Dataset entries
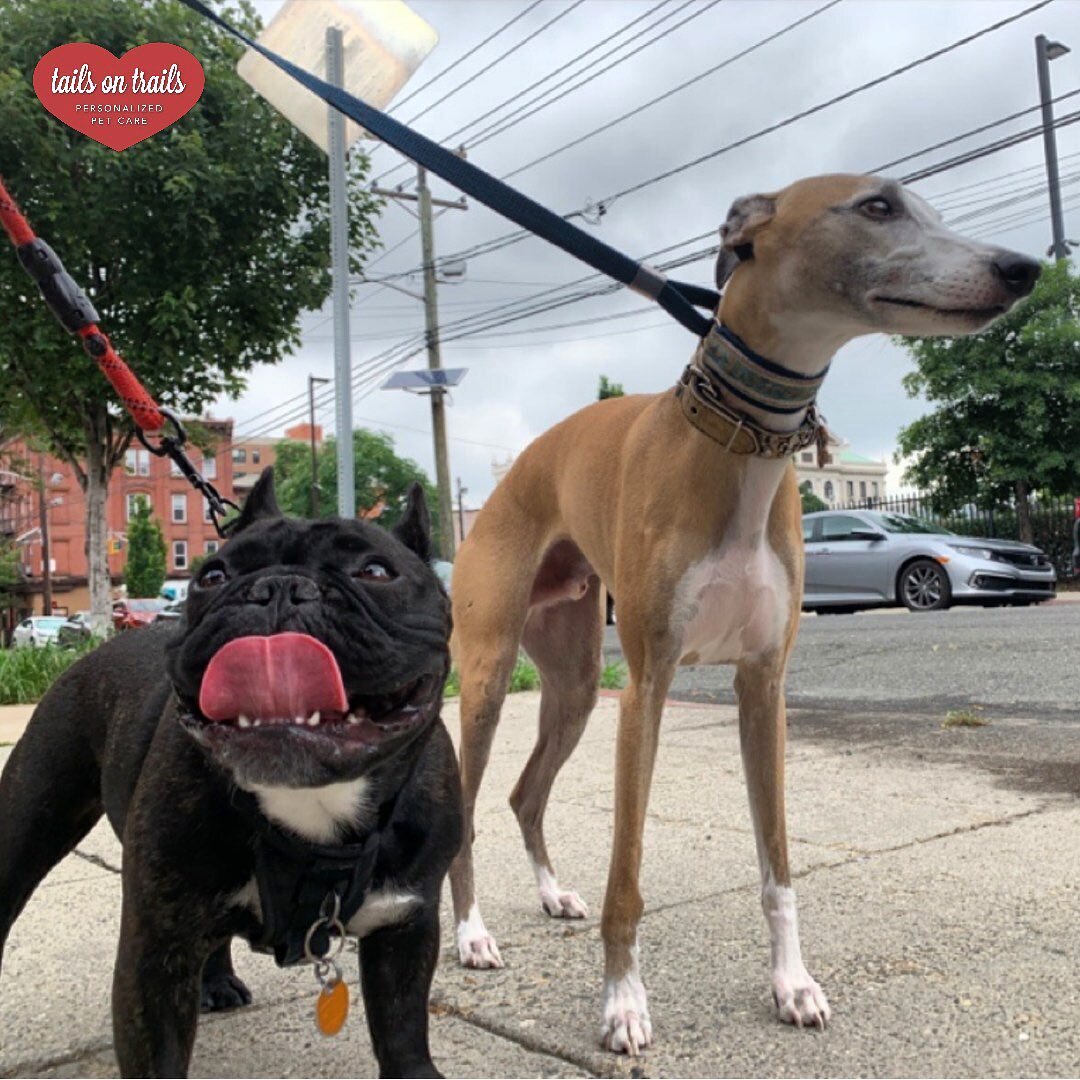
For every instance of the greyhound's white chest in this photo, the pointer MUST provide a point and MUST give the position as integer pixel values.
(736, 602)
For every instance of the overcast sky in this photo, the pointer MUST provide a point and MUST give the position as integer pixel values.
(531, 376)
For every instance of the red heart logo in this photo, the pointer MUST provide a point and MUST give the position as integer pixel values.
(118, 102)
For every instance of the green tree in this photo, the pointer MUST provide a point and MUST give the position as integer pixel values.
(200, 246)
(810, 501)
(1007, 422)
(145, 570)
(609, 389)
(381, 476)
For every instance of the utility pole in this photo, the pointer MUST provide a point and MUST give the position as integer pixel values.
(1044, 52)
(312, 380)
(461, 509)
(46, 570)
(339, 260)
(434, 360)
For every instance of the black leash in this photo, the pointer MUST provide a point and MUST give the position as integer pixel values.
(678, 299)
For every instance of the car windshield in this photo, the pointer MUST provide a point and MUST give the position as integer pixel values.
(904, 523)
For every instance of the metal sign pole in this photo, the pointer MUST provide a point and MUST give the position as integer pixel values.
(339, 257)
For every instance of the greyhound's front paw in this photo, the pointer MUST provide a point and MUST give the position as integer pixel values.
(626, 1028)
(224, 991)
(563, 905)
(800, 1000)
(476, 947)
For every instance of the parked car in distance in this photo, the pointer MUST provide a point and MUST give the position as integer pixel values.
(131, 615)
(75, 630)
(37, 631)
(170, 612)
(862, 558)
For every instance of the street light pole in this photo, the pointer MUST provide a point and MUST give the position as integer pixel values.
(1044, 52)
(312, 380)
(434, 362)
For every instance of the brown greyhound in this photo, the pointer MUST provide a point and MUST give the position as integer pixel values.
(685, 505)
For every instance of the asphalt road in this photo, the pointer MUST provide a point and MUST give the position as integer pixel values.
(1014, 662)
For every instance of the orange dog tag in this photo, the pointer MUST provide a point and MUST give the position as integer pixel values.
(332, 1008)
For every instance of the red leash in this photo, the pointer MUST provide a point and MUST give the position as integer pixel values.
(76, 313)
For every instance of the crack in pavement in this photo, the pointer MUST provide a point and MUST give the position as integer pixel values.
(440, 1004)
(96, 861)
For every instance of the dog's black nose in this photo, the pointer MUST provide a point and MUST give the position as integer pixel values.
(1017, 272)
(283, 588)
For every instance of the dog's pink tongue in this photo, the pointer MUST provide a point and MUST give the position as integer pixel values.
(280, 677)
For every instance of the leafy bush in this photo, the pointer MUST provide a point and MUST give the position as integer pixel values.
(26, 674)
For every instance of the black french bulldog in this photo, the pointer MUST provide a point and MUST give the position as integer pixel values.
(272, 765)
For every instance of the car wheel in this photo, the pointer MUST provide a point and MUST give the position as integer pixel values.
(925, 586)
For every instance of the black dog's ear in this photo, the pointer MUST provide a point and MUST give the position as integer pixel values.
(260, 504)
(414, 529)
(737, 234)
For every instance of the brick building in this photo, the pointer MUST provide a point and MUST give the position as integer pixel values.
(180, 511)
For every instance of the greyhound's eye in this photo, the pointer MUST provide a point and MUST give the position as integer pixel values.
(375, 571)
(877, 208)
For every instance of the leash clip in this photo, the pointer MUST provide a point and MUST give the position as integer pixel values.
(172, 446)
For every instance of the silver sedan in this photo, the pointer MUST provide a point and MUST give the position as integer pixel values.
(860, 558)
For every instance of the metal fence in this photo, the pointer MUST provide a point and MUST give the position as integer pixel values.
(1052, 522)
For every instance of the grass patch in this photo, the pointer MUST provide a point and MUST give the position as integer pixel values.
(971, 717)
(613, 676)
(26, 674)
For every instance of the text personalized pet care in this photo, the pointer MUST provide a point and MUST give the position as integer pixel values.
(118, 102)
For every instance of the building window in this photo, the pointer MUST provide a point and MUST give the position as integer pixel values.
(134, 498)
(137, 462)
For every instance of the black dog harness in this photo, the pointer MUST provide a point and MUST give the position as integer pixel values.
(307, 890)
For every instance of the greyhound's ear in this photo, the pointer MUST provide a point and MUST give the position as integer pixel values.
(737, 234)
(260, 504)
(414, 529)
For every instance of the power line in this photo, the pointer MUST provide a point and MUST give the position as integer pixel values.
(689, 82)
(507, 123)
(551, 75)
(514, 237)
(475, 49)
(472, 79)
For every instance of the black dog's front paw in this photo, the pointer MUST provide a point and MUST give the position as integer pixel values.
(224, 991)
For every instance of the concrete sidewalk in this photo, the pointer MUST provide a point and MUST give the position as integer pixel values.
(939, 906)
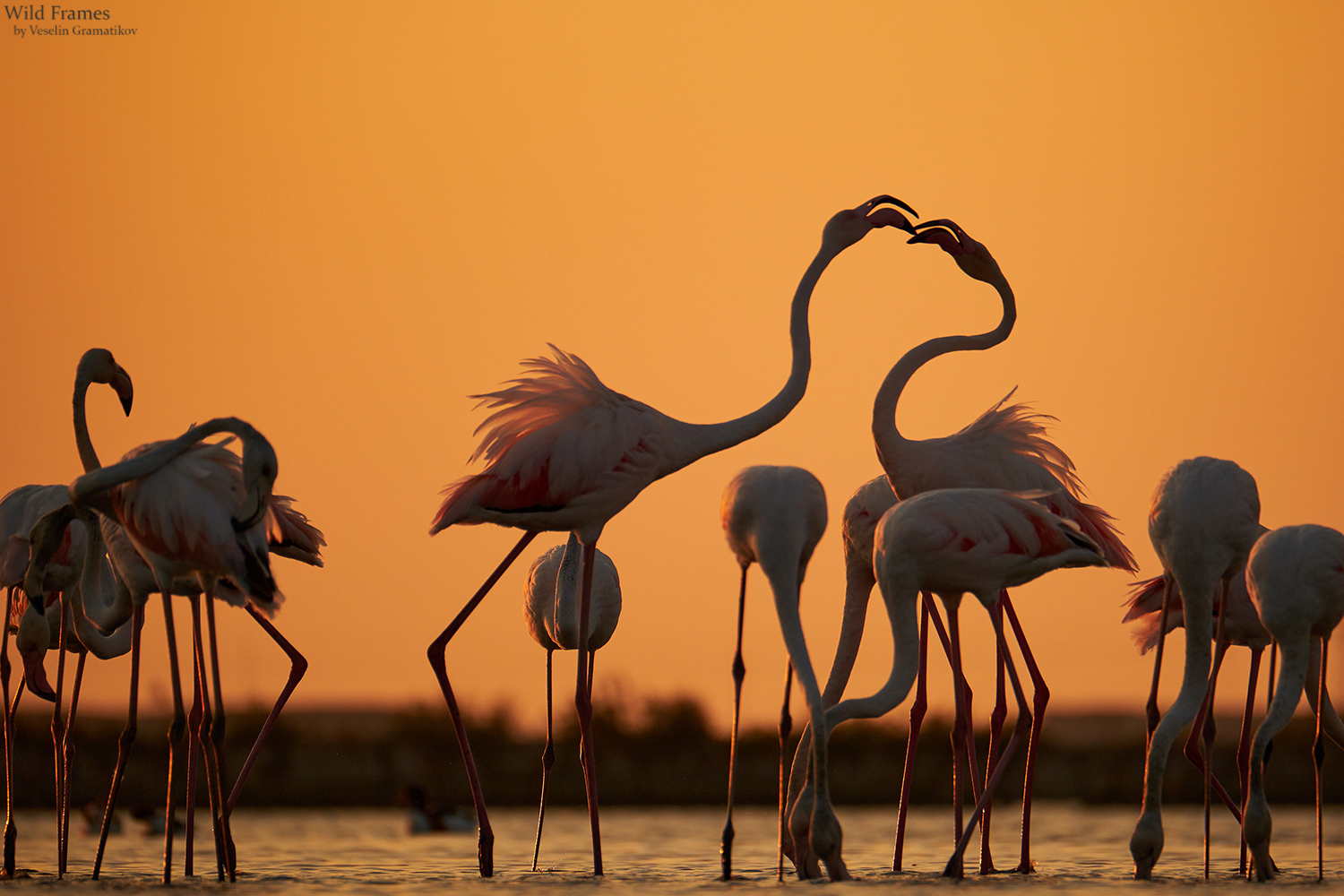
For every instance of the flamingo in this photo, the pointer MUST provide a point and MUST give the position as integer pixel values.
(1003, 449)
(949, 541)
(288, 533)
(550, 605)
(1204, 519)
(862, 513)
(774, 516)
(1297, 583)
(191, 509)
(566, 454)
(1242, 626)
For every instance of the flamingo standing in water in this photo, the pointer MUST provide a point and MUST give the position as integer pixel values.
(566, 454)
(1203, 521)
(1296, 578)
(190, 511)
(1004, 449)
(550, 606)
(951, 541)
(774, 516)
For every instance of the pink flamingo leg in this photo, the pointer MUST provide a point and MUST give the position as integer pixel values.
(437, 659)
(194, 723)
(1319, 758)
(583, 704)
(1244, 743)
(175, 734)
(547, 761)
(1040, 696)
(128, 737)
(1153, 713)
(1021, 726)
(785, 729)
(11, 833)
(917, 713)
(298, 665)
(56, 734)
(739, 672)
(69, 750)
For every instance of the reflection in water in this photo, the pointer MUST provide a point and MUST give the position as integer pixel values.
(675, 850)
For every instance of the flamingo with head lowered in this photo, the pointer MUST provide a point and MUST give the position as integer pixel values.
(566, 454)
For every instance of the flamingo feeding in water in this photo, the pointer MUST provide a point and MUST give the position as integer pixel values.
(550, 606)
(1003, 449)
(774, 516)
(1204, 519)
(1296, 578)
(566, 454)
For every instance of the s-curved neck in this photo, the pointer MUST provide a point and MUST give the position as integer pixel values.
(884, 432)
(703, 440)
(86, 454)
(91, 487)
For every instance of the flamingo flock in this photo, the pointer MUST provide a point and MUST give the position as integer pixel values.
(978, 512)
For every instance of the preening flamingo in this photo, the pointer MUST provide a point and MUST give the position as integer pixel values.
(193, 509)
(550, 606)
(1296, 578)
(1004, 449)
(1203, 521)
(774, 516)
(566, 454)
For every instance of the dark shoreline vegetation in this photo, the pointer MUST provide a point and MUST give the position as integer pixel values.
(663, 753)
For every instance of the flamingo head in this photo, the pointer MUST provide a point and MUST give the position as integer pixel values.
(261, 466)
(847, 228)
(99, 366)
(972, 257)
(48, 536)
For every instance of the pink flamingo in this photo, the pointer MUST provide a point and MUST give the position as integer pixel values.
(1297, 583)
(949, 541)
(1004, 449)
(774, 516)
(193, 509)
(550, 603)
(1203, 521)
(566, 454)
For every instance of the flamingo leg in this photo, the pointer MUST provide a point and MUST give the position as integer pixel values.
(175, 732)
(1039, 699)
(1152, 712)
(1209, 718)
(547, 759)
(128, 735)
(225, 853)
(297, 667)
(69, 750)
(739, 672)
(58, 731)
(785, 729)
(1319, 759)
(583, 704)
(917, 713)
(437, 659)
(194, 723)
(11, 833)
(1244, 743)
(1021, 727)
(996, 727)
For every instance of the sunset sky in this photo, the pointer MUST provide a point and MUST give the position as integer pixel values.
(336, 220)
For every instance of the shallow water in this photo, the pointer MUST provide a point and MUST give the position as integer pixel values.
(672, 850)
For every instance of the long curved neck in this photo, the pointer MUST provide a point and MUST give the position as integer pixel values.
(86, 454)
(709, 438)
(90, 489)
(884, 433)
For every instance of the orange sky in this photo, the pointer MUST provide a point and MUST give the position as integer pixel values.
(336, 220)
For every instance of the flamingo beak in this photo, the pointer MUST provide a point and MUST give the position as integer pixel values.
(125, 392)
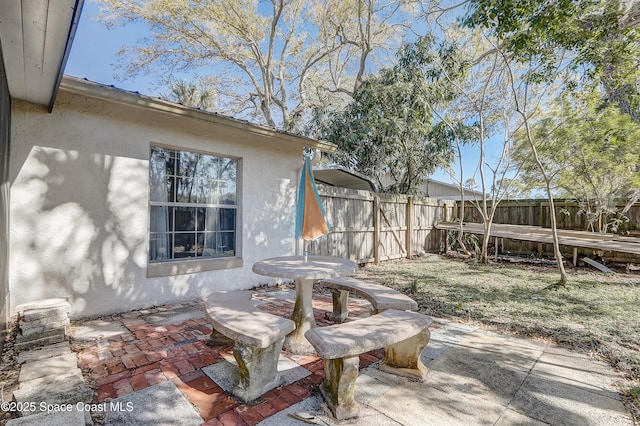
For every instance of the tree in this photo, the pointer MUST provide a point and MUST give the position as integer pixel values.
(190, 94)
(483, 101)
(275, 59)
(386, 131)
(599, 38)
(549, 38)
(593, 153)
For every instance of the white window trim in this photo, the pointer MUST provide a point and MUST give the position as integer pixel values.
(195, 265)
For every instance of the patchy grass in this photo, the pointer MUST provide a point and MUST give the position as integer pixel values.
(595, 313)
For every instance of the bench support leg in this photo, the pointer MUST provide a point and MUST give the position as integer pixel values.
(219, 339)
(257, 370)
(338, 387)
(403, 358)
(340, 306)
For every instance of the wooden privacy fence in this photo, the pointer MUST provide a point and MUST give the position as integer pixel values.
(368, 227)
(536, 213)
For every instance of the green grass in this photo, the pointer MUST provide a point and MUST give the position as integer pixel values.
(595, 313)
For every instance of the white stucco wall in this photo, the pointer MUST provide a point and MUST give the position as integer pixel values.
(79, 203)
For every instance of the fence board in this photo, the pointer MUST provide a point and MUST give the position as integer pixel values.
(351, 216)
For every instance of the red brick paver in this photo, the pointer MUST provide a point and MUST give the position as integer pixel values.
(149, 355)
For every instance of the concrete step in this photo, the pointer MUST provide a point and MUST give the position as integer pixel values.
(40, 326)
(51, 303)
(59, 313)
(51, 391)
(46, 352)
(54, 418)
(54, 366)
(49, 337)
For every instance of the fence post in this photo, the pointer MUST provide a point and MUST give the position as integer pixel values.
(409, 223)
(376, 229)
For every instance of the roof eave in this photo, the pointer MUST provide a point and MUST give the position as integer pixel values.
(109, 93)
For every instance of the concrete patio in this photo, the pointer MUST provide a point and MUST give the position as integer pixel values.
(153, 367)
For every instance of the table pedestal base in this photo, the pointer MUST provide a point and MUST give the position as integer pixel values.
(295, 342)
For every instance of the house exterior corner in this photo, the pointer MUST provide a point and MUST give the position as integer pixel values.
(82, 200)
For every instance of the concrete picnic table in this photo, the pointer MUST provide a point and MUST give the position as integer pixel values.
(304, 272)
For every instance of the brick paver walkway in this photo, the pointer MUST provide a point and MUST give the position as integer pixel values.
(148, 355)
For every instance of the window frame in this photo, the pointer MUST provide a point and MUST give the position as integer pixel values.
(189, 265)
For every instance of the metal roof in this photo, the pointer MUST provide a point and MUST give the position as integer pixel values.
(343, 178)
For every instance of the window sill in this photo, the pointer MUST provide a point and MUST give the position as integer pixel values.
(180, 267)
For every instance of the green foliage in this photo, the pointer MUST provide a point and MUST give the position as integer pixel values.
(592, 151)
(593, 37)
(387, 131)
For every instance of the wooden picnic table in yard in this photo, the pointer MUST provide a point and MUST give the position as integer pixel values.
(575, 239)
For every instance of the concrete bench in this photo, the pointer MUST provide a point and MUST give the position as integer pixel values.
(380, 297)
(403, 335)
(258, 338)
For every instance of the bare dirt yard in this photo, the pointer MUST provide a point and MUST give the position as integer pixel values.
(595, 313)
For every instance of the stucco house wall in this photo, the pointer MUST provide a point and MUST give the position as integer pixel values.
(80, 202)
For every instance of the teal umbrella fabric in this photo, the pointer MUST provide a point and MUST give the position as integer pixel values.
(310, 215)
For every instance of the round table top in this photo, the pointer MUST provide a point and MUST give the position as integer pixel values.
(294, 267)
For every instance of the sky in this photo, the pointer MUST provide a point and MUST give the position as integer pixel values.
(94, 56)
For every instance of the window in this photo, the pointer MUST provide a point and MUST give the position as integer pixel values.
(193, 205)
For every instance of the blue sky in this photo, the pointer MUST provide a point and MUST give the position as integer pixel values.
(94, 57)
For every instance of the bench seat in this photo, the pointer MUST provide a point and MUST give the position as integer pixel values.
(403, 335)
(380, 296)
(258, 337)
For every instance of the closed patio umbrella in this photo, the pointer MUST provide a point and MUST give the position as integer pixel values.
(310, 215)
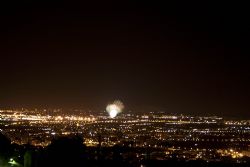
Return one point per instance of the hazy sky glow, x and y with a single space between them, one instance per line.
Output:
176 58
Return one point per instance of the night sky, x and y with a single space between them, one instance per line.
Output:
179 58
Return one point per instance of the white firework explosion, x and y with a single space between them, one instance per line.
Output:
114 108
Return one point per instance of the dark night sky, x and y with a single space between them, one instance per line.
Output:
183 58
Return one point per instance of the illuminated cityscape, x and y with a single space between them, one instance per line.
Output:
185 137
124 84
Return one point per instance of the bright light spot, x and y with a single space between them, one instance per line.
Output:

(Aim of the task):
Say how many lines of the data above include the word "them", and add nothing further.

(Task output):
6